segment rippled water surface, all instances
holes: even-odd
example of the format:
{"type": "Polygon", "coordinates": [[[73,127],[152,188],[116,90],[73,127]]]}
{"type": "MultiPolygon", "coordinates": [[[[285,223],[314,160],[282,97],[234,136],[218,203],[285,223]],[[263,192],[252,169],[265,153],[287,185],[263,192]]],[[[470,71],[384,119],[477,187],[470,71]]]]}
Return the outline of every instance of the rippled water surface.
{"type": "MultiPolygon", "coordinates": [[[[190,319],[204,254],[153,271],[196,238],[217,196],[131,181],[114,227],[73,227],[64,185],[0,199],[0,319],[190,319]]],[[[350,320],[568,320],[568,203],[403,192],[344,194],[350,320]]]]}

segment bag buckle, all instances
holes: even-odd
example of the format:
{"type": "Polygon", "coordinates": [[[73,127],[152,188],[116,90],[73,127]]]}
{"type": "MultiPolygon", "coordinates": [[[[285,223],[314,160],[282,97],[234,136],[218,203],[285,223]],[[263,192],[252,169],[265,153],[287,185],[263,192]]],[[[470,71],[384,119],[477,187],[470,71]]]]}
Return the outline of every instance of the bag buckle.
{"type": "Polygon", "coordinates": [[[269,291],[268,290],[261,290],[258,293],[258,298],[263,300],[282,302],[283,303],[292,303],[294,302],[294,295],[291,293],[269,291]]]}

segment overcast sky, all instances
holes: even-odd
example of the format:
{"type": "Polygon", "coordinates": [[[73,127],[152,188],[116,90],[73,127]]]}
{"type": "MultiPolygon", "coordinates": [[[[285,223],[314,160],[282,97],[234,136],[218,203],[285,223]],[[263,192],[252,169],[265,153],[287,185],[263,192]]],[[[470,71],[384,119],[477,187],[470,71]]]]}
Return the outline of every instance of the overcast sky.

AIM OF THE TASK: Extract each line of the material above that contains the word "surface".

FULL RESPONSE:
segment rippled water surface, all instances
Return the outline of every instance of the rippled water surface.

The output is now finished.